→ **WHAT YOU SHOULD DO**: Copy each of the rows below word for word, keeping every line exactly the same, but leave out the pictures.
╭─ GIVEN INFORMATION
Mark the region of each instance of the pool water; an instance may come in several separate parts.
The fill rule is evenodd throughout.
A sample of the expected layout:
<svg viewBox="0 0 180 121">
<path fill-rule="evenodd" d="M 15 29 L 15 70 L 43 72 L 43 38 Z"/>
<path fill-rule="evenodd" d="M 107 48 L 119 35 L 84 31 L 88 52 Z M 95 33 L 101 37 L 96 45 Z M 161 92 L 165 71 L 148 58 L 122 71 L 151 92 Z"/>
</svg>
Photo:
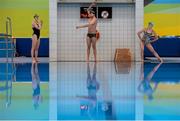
╰─
→ **CORRECT OUTPUT**:
Mark the region of each instance of the pool water; an instance may come in several separate parts.
The fill rule is evenodd throughout.
A sample of the expected layout:
<svg viewBox="0 0 180 121">
<path fill-rule="evenodd" d="M 15 29 L 15 70 L 43 72 L 43 38 Z"/>
<path fill-rule="evenodd" d="M 107 48 L 119 35 L 84 31 L 88 52 Z M 95 33 L 101 37 L 96 45 Z M 161 92 L 165 71 L 148 58 L 122 71 L 151 92 Z"/>
</svg>
Photo:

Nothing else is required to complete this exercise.